### TEXT EXCERPT

To illustrate how decreasing the step density recovers structural features observed for the flat Cu(111)–H₂O interface we investigate the local environments of the atoms in the contact layer sampled during the MD simulations. Using spherical Bessel descriptors^39,48 to represent the local environments of Cu atoms in the top layer, we encode the local environment in a rotationally invariant manner. Snapshots were taken at 1 ps intervals from the simulations for each interface. The combined set of descriptors is visualied using the dimensionality reduction technique UMAP⁴⁹ in Fig. 7.


	Fig. 7 Two-dimensional density histograms of the UMAP representations of the spherical Bessel descriptors of the top layer Cu environments. A single UMAP has been computed using 40 neighbors, a minimum distance of 0.2 and the Euclidean distance metric for the whole set of data and was subsequently split into subsets representing the individual interfaces, for which individual histograms were calculated. Representative environments taken from snapshots illustrate the types of substructures constituting the individual clusters.

At the Cu(111)–H₂O interface, two distinct types of local Cu environments are observed, corresponding to the two types of water orientations producing the opposite peaks observed in Fig. 5. The smaller patch in Fig. 7 corresponds to chemisorbed water with hydrogen atoms oriented away from the surface (positive cos [thin space (1/6-em)] ϕ) and shorter Cu–O distances. The larger patch corresponds to environments where the hydrogen atoms are oriented towards the surface. Environments in the latter region are also observed at the Cu(211)–H₂O interface. On Cu(211), chemisorption primarily takes place at the undercoordinated ridge sites, while water molecules in the crevice of the step are almost exclusively oriented with the hydrogen atoms oriented towards the surface (Fig. 3), forming distinct UMAP patches, Fig. 7. The high step density of the Cu(211) surface geometrically restricts interfacial water molecules from orienting in a (111)-like chemisorption geometry. This results in the absence of the corresponding UMAP patch, in agreement with the behavior observed in Fig. 3–5. Reducing the step density exposes longer plateaus, thereby alleviating these restrictions and making Cu(111)-like chemisorption geometries possible, as seen for the Cu(322) and Cu(433) panels of Fig. 7. The Cu(322) surface, featuring a shorter plateau than Cu(433), exhibits a sparser population of the Cu(111)-like chemisorption patch. The Cu(433) surface clearly shows this, consistent with the oxygen atoms oriented towards the surface in the corresponding snapshot Fig. 3.

######
### RECORD SET

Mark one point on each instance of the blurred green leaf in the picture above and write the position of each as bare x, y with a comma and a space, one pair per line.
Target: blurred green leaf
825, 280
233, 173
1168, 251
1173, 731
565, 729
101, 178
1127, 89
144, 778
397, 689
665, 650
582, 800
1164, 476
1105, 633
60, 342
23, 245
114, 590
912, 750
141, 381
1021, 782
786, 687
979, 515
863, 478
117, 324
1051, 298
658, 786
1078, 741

######
### RECORD SET

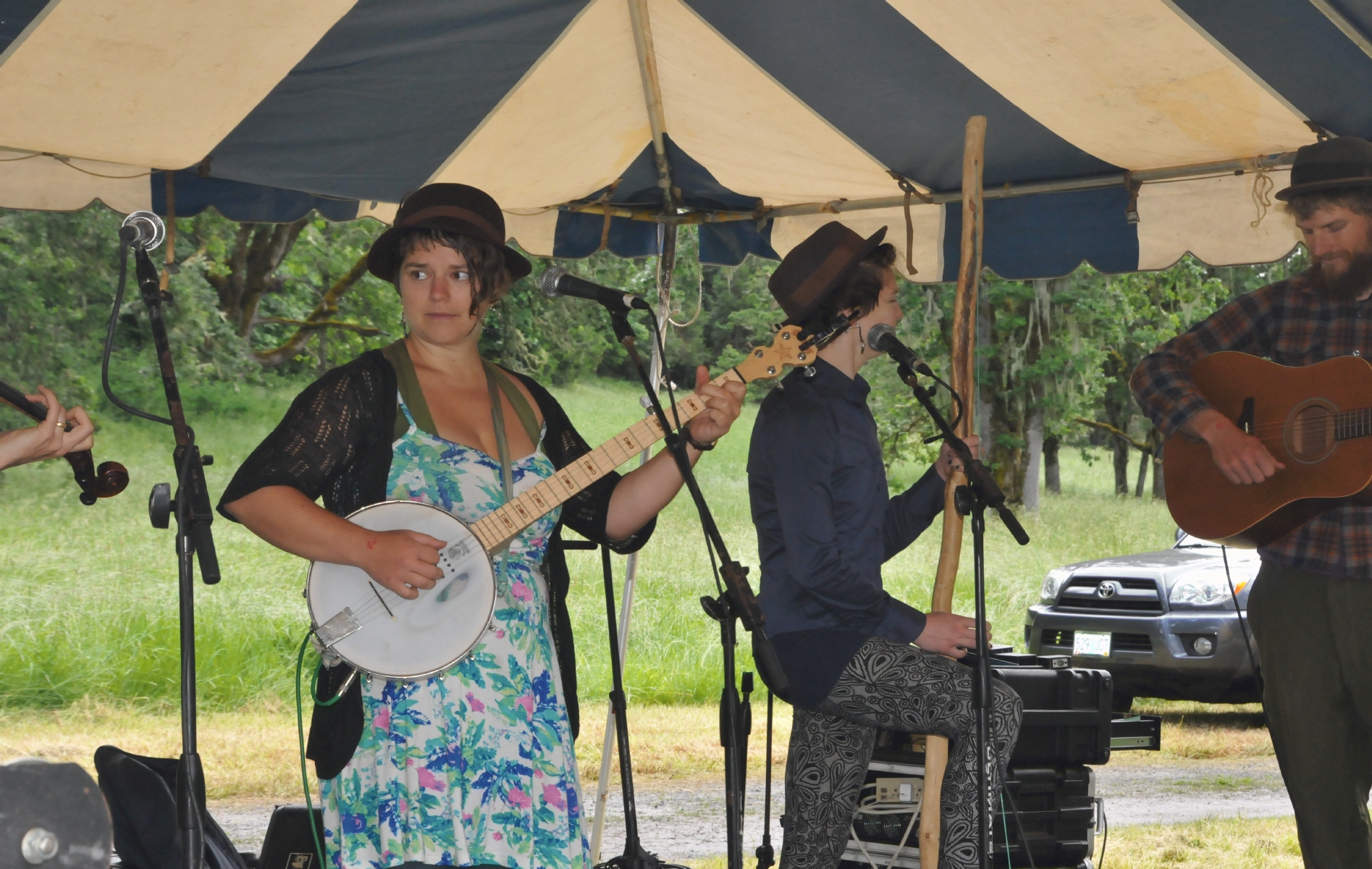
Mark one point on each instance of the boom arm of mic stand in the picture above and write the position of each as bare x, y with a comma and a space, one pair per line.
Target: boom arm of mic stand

######

**EXERCISE TASKS**.
• 1. Write out everything in the copper–water interface passage from "To illustrate how" down to "UMAP⁴⁹ in Fig. 7.".
• 2. Translate this sentence from the copper–water interface passage into Spanish: "The larger patch corresponds to environments where the hydrogen atoms are oriented towards the surface."
• 3. Give what follows the last sentence of the copper–water interface passage.

**RESULTS OF THE EXERCISE**.
• 1.
To illustrate how decreasing the step density recovers structural features observed for the flat Cu(111)–H₂O interface we investigate the local environments of the atoms in the contact layer sampled during the MD simulations. Using spherical Bessel descriptors^39,48 to represent the local environments of Cu atoms in the top layer, we encode the local environment in a rotationally invariant manner. Snapshots were taken at 1 ps intervals from the simulations for each interface. The combined set of descriptors is visualied using the dimensionality reduction technique UMAP⁴⁹ in Fig. 7.

• 2. La mancha más grande corresponde a entornos en los que los átomos de hidrógeno están orientados hacia la superficie.

• 3.
Interestingly, no new regions of configuration space are visited during the simulations of the Cu(322)–H₂O and Cu(433)–H₂O interfaces compared to Cu(111)–H₂O and Cu(211)–H₂O. This is in accordance with the already low uncertainties in the first AL cycles on the higher-index surfaces, Fig. 2. We therefore also expect interfaces to less idealized surfaces, which can be conceptualized as being composed of individual elements present in simpler model systems, to be predicted well by an MLFF trained only on the these model interfaces.

A more fine-grained analysis of the environments is achieved by separating the data according to rows parallel to the step edge, as shown for the Cu(433)–H₂O interface are in Fig. 8. The environments of the crevice and ridge Cu atoms are visualized in panels a and g respectively and form two separate clusters of environment types as discussed above. Due to the geometric restriction of the water molecules in the direct vicinity of the step, where the ridge atoms are the preferred sites for chemisorption, no environments indicating (111)-like chemisorption geometries are found for Cu atoms in the rows adjacent to the crevice and ridge rows (panels b and f respectively). As discussed in the context of Fig. 6, the interfacial structure of water approaches that of the Cu(111)–H₂O interface for high-index Cu(n + 1, n, n) surfaces. This is further supported by the environments of the top layer Cu atoms located in rows further from the step being clustered similarly to those of the Cu(111)–H₂O interface, as evident in panels c–e in Fig. 8.


	Fig. 8 Two-dimensional density histogram of the UMAP representations of the spherical Bessel descriptors of the top layer Cu atom environments of the Cu(433)–H₂O interface. Panels (a–g) visualize the environments observed at the individual rows, which are enumerated as shown in the inset of panel d. The individual histograms sum to the values visualized in Fig. 7, individual color scales were used for visibility.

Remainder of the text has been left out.